DOCUMENTO DE ORIGEM |
------

Estados não admitem problemas na área fiscal

Rio Grande do Sul reconheceu passivos e destacou esforço para resolver

Rio Grande do Sul reconheceu passivos e destacou esforço para resolver


MARIANA CARLESSO/JC
"A taxa é zero o juro é alto vamos conversar. Ressarcimento pagamento vamos negociar. Aquela dívida de uns anos atrás está bem viva, você não lembra mais." A música "Dívida", da banda gaúcha Ultramen, resume bem a situação de muitos estados brasileiros. 
"A taxa é zero o juro é alto vamos conversar. Ressarcimento pagamento vamos negociar. Aquela dívida de uns anos atrás está bem viva, você não lembra mais." A música "Dívida", da banda gaúcha Ultramen, resume bem a situação de muitos estados brasileiros.

------

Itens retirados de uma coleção
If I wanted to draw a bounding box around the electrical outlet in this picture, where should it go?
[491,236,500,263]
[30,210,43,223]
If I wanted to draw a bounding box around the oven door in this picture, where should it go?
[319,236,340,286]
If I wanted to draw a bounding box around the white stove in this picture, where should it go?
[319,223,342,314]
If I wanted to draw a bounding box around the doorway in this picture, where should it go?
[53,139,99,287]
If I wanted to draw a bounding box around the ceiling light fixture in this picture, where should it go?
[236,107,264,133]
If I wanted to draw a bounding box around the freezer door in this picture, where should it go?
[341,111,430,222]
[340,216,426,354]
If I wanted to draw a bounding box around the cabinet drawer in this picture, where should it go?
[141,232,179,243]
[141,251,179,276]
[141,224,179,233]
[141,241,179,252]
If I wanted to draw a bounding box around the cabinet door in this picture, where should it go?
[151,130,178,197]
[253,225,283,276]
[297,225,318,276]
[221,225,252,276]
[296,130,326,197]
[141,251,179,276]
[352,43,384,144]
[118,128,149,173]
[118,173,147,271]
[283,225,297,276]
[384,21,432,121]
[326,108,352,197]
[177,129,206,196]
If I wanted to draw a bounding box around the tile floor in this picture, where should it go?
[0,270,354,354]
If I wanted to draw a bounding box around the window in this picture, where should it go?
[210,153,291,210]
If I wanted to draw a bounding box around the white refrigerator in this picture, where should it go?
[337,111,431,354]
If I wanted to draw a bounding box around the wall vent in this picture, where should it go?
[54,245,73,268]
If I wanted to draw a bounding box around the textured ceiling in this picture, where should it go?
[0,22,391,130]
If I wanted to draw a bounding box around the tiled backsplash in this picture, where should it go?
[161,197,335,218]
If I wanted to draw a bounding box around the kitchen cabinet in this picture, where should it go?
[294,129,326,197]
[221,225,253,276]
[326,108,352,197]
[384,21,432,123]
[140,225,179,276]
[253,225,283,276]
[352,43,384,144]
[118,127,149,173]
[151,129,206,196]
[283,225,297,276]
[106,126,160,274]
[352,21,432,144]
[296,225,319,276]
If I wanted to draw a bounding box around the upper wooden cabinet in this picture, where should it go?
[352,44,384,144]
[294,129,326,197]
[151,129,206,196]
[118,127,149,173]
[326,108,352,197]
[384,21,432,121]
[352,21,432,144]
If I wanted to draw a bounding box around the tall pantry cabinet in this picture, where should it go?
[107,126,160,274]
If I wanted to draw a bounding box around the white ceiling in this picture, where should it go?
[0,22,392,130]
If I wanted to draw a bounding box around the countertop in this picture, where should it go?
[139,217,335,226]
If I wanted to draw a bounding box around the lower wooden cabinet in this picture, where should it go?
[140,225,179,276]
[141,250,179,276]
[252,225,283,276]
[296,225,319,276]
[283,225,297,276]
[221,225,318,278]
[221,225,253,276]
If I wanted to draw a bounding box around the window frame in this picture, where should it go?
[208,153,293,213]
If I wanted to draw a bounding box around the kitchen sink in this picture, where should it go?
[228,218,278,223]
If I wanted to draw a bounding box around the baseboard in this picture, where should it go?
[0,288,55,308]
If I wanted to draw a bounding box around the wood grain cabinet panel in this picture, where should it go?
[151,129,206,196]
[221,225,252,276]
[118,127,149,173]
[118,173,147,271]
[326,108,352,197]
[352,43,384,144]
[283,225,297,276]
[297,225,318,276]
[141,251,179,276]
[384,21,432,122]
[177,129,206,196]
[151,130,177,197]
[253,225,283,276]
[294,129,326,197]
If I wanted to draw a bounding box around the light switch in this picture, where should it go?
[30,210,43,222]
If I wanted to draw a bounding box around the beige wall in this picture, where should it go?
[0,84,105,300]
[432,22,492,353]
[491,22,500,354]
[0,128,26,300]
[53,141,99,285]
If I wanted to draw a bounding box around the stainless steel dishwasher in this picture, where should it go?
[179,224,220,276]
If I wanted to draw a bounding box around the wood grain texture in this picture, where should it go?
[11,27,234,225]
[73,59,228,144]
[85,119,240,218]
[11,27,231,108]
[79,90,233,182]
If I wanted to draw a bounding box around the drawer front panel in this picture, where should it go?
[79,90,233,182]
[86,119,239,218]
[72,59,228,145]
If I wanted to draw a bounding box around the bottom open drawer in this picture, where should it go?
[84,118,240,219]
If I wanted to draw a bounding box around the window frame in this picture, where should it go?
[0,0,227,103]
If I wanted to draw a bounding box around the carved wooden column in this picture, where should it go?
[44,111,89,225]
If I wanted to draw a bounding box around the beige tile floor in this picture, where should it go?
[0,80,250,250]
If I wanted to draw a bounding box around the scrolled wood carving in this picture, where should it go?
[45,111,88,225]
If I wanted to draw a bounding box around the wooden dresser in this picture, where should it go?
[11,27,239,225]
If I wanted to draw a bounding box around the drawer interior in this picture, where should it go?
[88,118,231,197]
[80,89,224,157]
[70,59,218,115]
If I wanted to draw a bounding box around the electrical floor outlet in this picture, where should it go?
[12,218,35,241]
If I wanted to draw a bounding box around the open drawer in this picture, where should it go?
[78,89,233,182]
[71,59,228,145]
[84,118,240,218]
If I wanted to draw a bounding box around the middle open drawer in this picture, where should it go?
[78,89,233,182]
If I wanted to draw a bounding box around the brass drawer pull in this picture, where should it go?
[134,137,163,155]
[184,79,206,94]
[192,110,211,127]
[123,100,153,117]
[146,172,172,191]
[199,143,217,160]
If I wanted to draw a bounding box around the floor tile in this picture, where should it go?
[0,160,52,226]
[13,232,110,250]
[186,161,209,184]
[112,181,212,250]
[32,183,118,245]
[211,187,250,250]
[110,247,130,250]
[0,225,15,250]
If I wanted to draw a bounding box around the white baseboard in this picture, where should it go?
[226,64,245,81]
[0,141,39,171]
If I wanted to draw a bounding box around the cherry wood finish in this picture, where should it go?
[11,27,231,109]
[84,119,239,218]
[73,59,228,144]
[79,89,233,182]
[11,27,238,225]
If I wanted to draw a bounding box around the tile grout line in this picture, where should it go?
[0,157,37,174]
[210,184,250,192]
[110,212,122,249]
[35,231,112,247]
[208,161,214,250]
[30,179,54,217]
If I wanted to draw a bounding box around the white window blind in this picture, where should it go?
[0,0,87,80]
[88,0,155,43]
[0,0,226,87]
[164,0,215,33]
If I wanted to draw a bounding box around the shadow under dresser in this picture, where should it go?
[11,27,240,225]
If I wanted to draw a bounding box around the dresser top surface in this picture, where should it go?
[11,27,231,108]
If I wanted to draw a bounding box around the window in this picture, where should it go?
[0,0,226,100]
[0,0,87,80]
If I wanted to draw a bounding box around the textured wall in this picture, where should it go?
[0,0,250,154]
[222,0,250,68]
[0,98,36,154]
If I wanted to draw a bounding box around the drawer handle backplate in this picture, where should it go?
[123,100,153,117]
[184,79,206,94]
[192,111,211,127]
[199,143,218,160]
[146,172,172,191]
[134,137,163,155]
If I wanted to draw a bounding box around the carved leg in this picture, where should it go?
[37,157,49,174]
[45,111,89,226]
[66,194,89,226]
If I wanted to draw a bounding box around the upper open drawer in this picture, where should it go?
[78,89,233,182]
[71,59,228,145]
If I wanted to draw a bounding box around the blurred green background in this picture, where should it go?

------

DESCRIÇÃO DA TAREFA |
Na reportagem sobre a situação fiscal dos estados, a música "Dívida" é de qual banda? O material é independente da reportagem.

RESPOSTA |
Da banda gaúcha Ultramen.